== Task description ==
Update the rows below by replacing "corner coordinates" with "box coordinates" everywhere it occurs, leaving everything else unchanged.

== Provided information ==
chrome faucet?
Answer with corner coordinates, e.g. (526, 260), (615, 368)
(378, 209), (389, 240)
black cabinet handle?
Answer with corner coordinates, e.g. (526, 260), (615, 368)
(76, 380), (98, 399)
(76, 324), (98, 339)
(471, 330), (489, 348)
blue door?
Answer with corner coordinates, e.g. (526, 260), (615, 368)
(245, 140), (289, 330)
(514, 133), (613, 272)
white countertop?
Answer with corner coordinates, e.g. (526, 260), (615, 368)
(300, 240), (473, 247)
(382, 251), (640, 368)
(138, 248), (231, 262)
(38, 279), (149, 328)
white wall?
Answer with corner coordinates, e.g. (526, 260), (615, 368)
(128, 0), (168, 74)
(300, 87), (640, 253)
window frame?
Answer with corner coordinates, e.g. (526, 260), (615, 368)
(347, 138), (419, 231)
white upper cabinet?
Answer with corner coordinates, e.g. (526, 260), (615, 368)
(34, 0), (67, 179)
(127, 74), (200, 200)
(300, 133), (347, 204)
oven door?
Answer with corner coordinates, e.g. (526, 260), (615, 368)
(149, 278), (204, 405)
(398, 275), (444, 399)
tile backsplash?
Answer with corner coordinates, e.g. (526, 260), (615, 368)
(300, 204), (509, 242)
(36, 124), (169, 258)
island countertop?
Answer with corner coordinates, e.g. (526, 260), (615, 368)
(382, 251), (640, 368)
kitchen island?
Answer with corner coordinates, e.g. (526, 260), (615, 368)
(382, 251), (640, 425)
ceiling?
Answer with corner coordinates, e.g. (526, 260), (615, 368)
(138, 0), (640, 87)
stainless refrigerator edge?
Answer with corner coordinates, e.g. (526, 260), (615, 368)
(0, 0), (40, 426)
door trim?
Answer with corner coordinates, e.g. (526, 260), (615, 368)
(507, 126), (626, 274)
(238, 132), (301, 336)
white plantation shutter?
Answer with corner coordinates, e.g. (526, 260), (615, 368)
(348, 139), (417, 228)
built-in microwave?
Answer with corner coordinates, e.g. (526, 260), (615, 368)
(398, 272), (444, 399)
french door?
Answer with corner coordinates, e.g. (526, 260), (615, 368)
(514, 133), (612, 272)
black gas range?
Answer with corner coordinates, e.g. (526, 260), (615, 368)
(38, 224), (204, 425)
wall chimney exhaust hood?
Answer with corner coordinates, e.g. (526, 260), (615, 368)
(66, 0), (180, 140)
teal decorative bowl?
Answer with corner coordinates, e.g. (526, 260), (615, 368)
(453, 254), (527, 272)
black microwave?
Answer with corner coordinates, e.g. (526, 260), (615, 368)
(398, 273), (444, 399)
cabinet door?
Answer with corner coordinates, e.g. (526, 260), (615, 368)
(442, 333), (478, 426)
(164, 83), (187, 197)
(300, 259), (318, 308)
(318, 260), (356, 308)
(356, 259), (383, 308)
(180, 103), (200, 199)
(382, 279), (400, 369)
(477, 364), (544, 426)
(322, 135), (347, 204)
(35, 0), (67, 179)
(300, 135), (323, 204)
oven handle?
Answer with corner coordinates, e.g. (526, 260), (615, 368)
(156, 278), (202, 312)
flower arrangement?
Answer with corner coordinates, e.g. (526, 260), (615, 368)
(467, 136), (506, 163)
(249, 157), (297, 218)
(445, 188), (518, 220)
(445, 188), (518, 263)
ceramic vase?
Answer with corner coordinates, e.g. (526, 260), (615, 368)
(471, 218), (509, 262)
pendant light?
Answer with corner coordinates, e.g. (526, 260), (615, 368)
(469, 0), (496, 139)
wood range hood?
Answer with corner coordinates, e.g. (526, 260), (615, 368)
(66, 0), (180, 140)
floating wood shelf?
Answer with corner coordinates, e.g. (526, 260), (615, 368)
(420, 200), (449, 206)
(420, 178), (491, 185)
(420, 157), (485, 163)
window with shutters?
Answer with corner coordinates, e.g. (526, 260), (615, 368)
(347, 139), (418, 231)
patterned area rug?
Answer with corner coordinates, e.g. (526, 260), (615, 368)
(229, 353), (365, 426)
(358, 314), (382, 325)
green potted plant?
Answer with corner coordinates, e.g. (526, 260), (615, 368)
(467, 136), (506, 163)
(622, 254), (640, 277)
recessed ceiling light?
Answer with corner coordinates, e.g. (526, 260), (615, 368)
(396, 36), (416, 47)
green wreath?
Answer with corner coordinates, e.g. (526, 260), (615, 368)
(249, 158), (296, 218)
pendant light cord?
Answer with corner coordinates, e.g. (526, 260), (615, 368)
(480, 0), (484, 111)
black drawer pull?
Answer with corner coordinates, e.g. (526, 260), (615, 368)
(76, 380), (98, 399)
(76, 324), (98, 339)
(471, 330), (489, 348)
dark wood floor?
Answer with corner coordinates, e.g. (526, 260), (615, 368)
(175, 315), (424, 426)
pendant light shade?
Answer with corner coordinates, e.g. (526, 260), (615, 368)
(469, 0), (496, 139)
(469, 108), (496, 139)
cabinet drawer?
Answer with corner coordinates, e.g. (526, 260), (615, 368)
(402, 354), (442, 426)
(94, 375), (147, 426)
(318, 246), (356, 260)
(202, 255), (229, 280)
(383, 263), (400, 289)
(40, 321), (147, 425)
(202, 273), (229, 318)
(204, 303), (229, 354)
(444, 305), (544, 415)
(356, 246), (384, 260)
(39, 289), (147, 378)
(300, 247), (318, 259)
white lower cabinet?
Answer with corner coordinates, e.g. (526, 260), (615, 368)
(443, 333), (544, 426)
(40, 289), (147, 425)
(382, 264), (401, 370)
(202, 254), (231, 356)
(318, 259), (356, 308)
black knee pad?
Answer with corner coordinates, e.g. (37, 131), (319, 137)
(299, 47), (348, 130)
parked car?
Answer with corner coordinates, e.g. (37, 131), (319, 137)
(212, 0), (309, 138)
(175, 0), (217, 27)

== Result below ==
chrome faucet?
Answer with box coordinates, e.g. (526, 260), (615, 368)
(378, 209), (389, 240)
black cabinet handle?
Answer with box coordinates, e.g. (526, 260), (615, 368)
(76, 380), (98, 399)
(76, 324), (98, 339)
(471, 330), (489, 348)
blue door?
Answer with box coordinates, e.g. (526, 260), (615, 368)
(245, 140), (289, 330)
(514, 133), (613, 272)
white countertop?
Answer with box coordinates, e.g. (526, 260), (615, 368)
(300, 240), (473, 247)
(382, 251), (640, 368)
(138, 248), (231, 262)
(38, 279), (149, 328)
white wall?
Answer with box coordinates, e.g. (526, 260), (615, 368)
(128, 0), (168, 74)
(300, 87), (640, 253)
window frame?
Answer with box coordinates, e.g. (526, 260), (615, 368)
(347, 138), (419, 231)
white upper cabinet?
Answer with box coordinates, e.g. (526, 260), (615, 368)
(34, 0), (67, 179)
(127, 74), (200, 200)
(300, 133), (347, 204)
oven door?
Answer with box coordinates, e.g. (526, 260), (615, 368)
(149, 278), (204, 405)
(398, 275), (444, 399)
tile backsplash?
Answer with box coordinates, e.g. (526, 260), (615, 368)
(300, 204), (509, 242)
(36, 124), (169, 258)
island countertop?
Answer with box coordinates, e.g. (526, 260), (615, 368)
(382, 251), (640, 368)
kitchen island?
Answer with box coordinates, e.g. (526, 260), (615, 368)
(382, 251), (640, 425)
ceiling?
Answer with box coordinates, e.g. (526, 260), (615, 368)
(138, 0), (640, 87)
stainless refrigerator edge?
Answer with box coordinates, e.g. (526, 260), (615, 368)
(0, 0), (40, 426)
door trim?
Answer with box coordinates, e.g. (526, 260), (615, 368)
(507, 126), (626, 274)
(238, 132), (301, 336)
white plantation shutter?
Answer with box coordinates, e.g. (526, 260), (615, 368)
(348, 139), (417, 228)
built-in microwave?
Answer with box coordinates, e.g. (526, 260), (615, 368)
(398, 272), (444, 399)
french door?
Answer with box coordinates, e.g. (526, 260), (615, 368)
(514, 133), (612, 272)
black gas range?
Answer with box coordinates, e.g. (526, 260), (615, 368)
(38, 224), (204, 425)
wall chimney exhaust hood?
Answer with box coordinates, e.g. (526, 260), (615, 368)
(66, 0), (180, 140)
teal decorative bowl?
Answer with box coordinates, e.g. (526, 260), (615, 368)
(453, 254), (527, 272)
black microwave?
Answer with box coordinates, e.g. (526, 260), (615, 368)
(398, 273), (444, 399)
cabinet door?
Answer with box coordinates, e.g. (526, 260), (615, 368)
(442, 333), (478, 426)
(164, 83), (187, 197)
(300, 259), (318, 308)
(318, 260), (356, 308)
(356, 259), (383, 308)
(180, 103), (200, 199)
(382, 279), (400, 369)
(477, 364), (544, 426)
(322, 135), (347, 204)
(35, 0), (67, 179)
(300, 135), (323, 204)
oven handle?
Answer with box coordinates, e.g. (526, 260), (615, 368)
(156, 278), (202, 312)
flower arrangement?
Answer with box coordinates, e.g. (526, 260), (615, 368)
(467, 136), (506, 163)
(249, 157), (297, 218)
(445, 188), (518, 220)
(445, 188), (518, 263)
ceramic vase?
Answer with box coordinates, e.g. (526, 260), (615, 368)
(471, 218), (509, 262)
pendant light?
Answer with box coordinates, e.g. (526, 260), (615, 368)
(469, 0), (496, 139)
wood range hood?
Answer with box coordinates, e.g. (526, 260), (615, 368)
(66, 0), (180, 140)
floating wood shelf?
Answer with box coordinates, e.g. (526, 260), (615, 368)
(420, 200), (449, 206)
(420, 178), (491, 185)
(420, 157), (485, 163)
window with shutters?
Answer with box coordinates, e.g. (526, 260), (615, 368)
(347, 139), (418, 231)
patterned area rug?
Answer with box coordinates, e.g. (526, 260), (615, 368)
(229, 353), (365, 426)
(358, 314), (382, 325)
green potted plant?
Answer with box coordinates, e.g. (526, 260), (615, 368)
(467, 136), (506, 163)
(622, 254), (640, 277)
recessed ceiling light?
Answer with box coordinates, e.g. (526, 260), (615, 368)
(396, 36), (416, 47)
green wreath?
Answer with box coordinates, e.g. (526, 260), (615, 368)
(249, 158), (296, 218)
pendant light cord?
Answer with box coordinates, e.g. (526, 260), (615, 368)
(480, 0), (484, 111)
black drawer pull?
Answer with box coordinates, e.g. (526, 260), (615, 368)
(76, 380), (98, 399)
(76, 324), (98, 339)
(471, 330), (489, 348)
dark wood floor?
Answer with box coordinates, e.g. (526, 260), (615, 368)
(175, 315), (424, 426)
pendant light shade?
Answer with box coordinates, e.g. (526, 260), (615, 368)
(469, 0), (496, 139)
(469, 108), (496, 139)
cabinet drawer?
Answer with box coordinates, e.g. (526, 260), (615, 368)
(402, 354), (442, 426)
(94, 375), (147, 426)
(318, 246), (356, 260)
(202, 255), (229, 280)
(383, 263), (400, 289)
(40, 321), (147, 425)
(202, 273), (229, 318)
(204, 303), (229, 354)
(444, 305), (544, 415)
(356, 246), (384, 260)
(39, 289), (147, 378)
(300, 247), (318, 259)
white lower cabinet?
Answer with box coordinates, e.g. (526, 260), (615, 368)
(443, 333), (544, 426)
(40, 289), (147, 425)
(382, 264), (401, 370)
(202, 254), (231, 356)
(318, 259), (356, 308)
black knee pad?
Answer with box coordinates, e.g. (37, 131), (319, 137)
(299, 47), (348, 130)
parked car?
Answer with box coordinates, e.g. (37, 131), (319, 137)
(212, 0), (309, 138)
(175, 0), (217, 27)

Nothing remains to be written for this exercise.